Your goal
Every entry needs to be printed exactly, please.

Material for this exercise

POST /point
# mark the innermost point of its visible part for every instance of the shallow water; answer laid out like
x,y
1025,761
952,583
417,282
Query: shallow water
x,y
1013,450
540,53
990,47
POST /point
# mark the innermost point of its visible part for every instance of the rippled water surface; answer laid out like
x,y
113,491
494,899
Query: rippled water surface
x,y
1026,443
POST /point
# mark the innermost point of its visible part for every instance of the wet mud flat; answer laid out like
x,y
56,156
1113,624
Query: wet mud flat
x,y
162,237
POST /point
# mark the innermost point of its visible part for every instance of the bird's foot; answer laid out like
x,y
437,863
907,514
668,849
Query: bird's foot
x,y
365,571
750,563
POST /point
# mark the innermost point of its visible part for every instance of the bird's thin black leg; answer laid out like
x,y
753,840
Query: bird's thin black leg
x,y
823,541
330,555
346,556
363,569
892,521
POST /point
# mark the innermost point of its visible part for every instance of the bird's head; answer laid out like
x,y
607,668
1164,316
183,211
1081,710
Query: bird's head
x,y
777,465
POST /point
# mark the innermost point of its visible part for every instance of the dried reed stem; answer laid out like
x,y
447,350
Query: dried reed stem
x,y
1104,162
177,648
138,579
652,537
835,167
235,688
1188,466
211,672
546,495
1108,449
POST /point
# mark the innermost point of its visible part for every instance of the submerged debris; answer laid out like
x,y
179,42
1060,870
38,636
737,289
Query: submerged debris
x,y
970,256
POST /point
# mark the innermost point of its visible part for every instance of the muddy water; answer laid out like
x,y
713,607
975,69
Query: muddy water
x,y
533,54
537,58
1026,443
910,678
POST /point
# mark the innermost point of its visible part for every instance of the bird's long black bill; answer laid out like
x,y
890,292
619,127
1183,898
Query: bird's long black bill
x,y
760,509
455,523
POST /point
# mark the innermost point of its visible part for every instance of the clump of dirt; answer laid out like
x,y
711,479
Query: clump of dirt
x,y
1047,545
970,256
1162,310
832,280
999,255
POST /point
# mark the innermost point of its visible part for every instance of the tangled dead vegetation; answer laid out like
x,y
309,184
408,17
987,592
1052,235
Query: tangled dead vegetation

Result for this exercise
POST /point
# mark the innermost point of its visible part for every instance of the shallow water; answer laid out like
x,y
1025,761
952,583
417,282
Query: shallow water
x,y
1013,450
540,53
990,47
POST /point
# mark the innermost point of its visible part for every instance of the rippled water surface; answer laid out like
x,y
113,491
494,899
Query: rippled water surface
x,y
1026,443
POST /point
# mark the innermost point of its visible part for every instance of the wet mud flat; answer laid out like
x,y
56,156
1113,624
Query: wet mud flat
x,y
162,237
POST /point
# mark the innermost point of its visible part for every instance of the bird's foot; answer laid out like
x,y
437,863
907,514
668,849
Query: bird's foot
x,y
365,571
750,563
POST /point
# mark the innermost point of its visible part for every instance of the bird's thin black leg; answer laid out like
x,y
753,840
Query: bird's thin black leg
x,y
823,541
330,555
346,556
363,569
892,521
POST /point
# mark the innermost point of its visible part for every instance of the bird's head; answer laid out like
x,y
607,668
1164,316
183,211
1081,710
Query: bird's head
x,y
777,465
POST /point
# mark the innermost point of its visible part for every instance of the dried reed stem; answer laid out like
x,y
447,350
Query: dried reed stem
x,y
1104,162
177,648
138,579
652,537
835,167
235,688
1188,466
211,672
546,495
1108,449
POST /point
# mark the innermost point of its visible part for every instance of the submerged debris; answer laid out like
x,y
179,42
1060,870
38,636
737,289
Query: submerged debris
x,y
970,256
POST /point
# mark the innermost point of its visible part for every instance of the muddy water; answer laid out like
x,y
713,607
975,69
Query: muddy water
x,y
533,54
537,58
1026,443
910,678
POST /point
# mark the innermost point of its visible part for every instance of the bird's long black bill; answer laid out like
x,y
890,292
619,127
1183,898
Query: bird's long black bill
x,y
760,509
455,523
POST /point
# mark the innermost point of its visible part for every instance of the clump of dirt; answer laid out like
x,y
711,479
Query: clump of dirt
x,y
1047,545
970,256
1162,310
832,280
999,255
POST /point
# mark the innermost point of its visible part for every instance of the tangled dead vegetation; answer laid out like
x,y
309,184
408,17
987,592
1052,235
Query: tangled dead vegetation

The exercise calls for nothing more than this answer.